* EXTRAIT:

Pour ce motif, la Commission a infligé à Sachsa, à l’article 2, premier alinéa, sous i), de la décision litigieuse, une amende de 13,20 millions d’euros, en précisant que, sur ce montant, la requérante était tenue pour responsable conjointement et solidairement à hauteur de 9,90 millions d’euros.

L’arrêt attaqué

12

Par requête déposée au greffe du Tribunal le 23 février 2006, la requérante a introduit un recours contre la décision litigieuse. Elle concluait, en substance, à ce que le Tribunal annule cette décision en ce qu’elle la concernait, la réforme en ce qu’elle infligeait à Sachsa une amende supérieure à 10 % de son chiffre d’affaires ou, à titre subsidiaire, réduise le montant de l’amende infligée conjointement et solidairement à cette dernière et à elle-même.

13

À l’appui de son recours, la requérante invoquait trois moyens. Le premier moyen, présenté à titre principal, était tiré d’une violation de l’article 81 CE en ce que la Commission lui aurait de manière erronée imputé des pratiques de Sachsa à partir du 1er janvier 1994 et, partant, aurait retenu à tort sa responsabilité conjointe et solidaire s’agissant du paiement d’une partie de l’amende infligée à cette dernière. Par son deuxième moyen, présenté à titre subsidiaire, la requérante soutenait que la Commission a violé l’article 81 CE en interprétant de manière erronée la notion d’entreprise au sens de cet article et méconnu l’article 23, paragraphe 2, du règlement no 1/2003 en se fondant à tort, pour la détermination du plafond de l’amende, sur le chiffre d’affaires consolidé du groupe à la tête duquel elle se trouve. Le troisième moyen, présenté à titre encore plus subsidiaire, était pris d’une violation du principe de proportionnalité en ce que la Commission aurait infligé à la requérante une amende excessive.

Entrées d'images portant sur des régions nommées
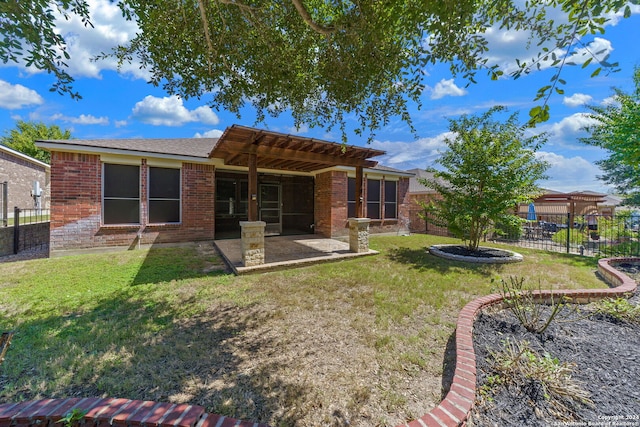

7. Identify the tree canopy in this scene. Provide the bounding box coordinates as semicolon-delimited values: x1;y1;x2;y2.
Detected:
580;67;640;205
0;0;638;137
0;120;71;163
419;107;549;250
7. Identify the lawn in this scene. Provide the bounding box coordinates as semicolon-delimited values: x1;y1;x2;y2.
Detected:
0;235;605;426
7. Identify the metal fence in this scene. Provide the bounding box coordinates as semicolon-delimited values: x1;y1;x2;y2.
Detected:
422;213;640;257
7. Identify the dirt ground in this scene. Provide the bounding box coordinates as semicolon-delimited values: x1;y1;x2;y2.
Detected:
468;266;640;427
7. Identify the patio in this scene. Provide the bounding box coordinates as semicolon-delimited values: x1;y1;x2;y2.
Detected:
214;235;378;275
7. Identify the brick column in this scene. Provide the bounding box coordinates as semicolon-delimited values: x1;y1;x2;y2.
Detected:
240;221;267;267
349;218;371;253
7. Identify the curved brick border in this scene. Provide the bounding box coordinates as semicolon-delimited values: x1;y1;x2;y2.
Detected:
0;258;640;427
398;258;640;427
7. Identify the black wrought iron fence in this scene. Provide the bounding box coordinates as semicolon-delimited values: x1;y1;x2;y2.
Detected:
489;214;640;256
2;207;50;254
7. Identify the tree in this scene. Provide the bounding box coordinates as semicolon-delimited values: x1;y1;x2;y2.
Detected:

* SÉRIE DE TÂCHES:
[a] Traduisez en anglais cette phrase de l'extrait de l'arrêt : « Par requête déposée au greffe du Tribunal le 23 février 2006, la requérante a introduit un recours contre la décision litigieuse. »
[b] Reproduisez à l'identique un passage de l'extrait de l'arrêt, en commençant aux mots « Pour ce motif, la » et en vous arrêtant après « 9,90 millions d’euros. ».
[c] Rédigez la suite de l'extrait de l'arrêt à partir de sa dernière phrase.

* CORRIGÉ DES TÂCHES:
[a] By application lodged at the Registry of the General Court on 23 February 2006, the applicant brought an action against the contested decision.

[b]
Pour ce motif, la Commission a infligé à Sachsa, à l’article 2, premier alinéa, sous i), de la décision litigieuse, une amende de 13,20 millions d’euros, en précisant que, sur ce montant, la requérante était tenue pour responsable conjointement et solidairement à hauteur de 9,90 millions d’euros.

[c]
14

Par lettre du 19 octobre 2010, la requérante a demandé la réouverture de la procédure écrite en raison de l’intervention d’un nouvel élément de droit en cours d’instance, à savoir l’entrée en vigueur du traité de Lisbonne et, plus particulièrement, de l’article 6 TUE, qui a élevé la charte des droits fondamentaux de l’Union européenne (ci-après la «Charte») au rang de droit primaire.

15

Lors de l’audience, qui s’est tenue le 2 février 2011, la requérante a fait valoir, outre les moyens invoqués dans sa requête, plusieurs griefs fondés sur la Charte et s’est notamment prévalue d’une violation de la présomption d’innocence consacrée par l’article 48 de celle-ci. À cet égard, le Tribunal a jugé aux points 27, 28 et 30 de l’arrêt attaqué:

«27

[...] [L]es griefs de la requérante tirés d’une violation du principe de présomption d’innocence et des droits de la défense, garantis par l’article 48 de la [C]harte, [...] s’ajoutent aux arguments développés dans le cadre des moyens invoqués au stade de la requête et ne présentent pas avec les arguments initialement développés un lien suffisamment étroit pour qu’ils puissent être considérés comme résultant de l’évolution normale du débat au sein d’une procédure contentieuse. Ces griefs doivent donc être considérés comme étant nouveaux.

28

Il convient dès lors de déterminer si l’entrée en vigueur, le 1er décembre 2009, du traité sur l’Union européenne, et notamment de...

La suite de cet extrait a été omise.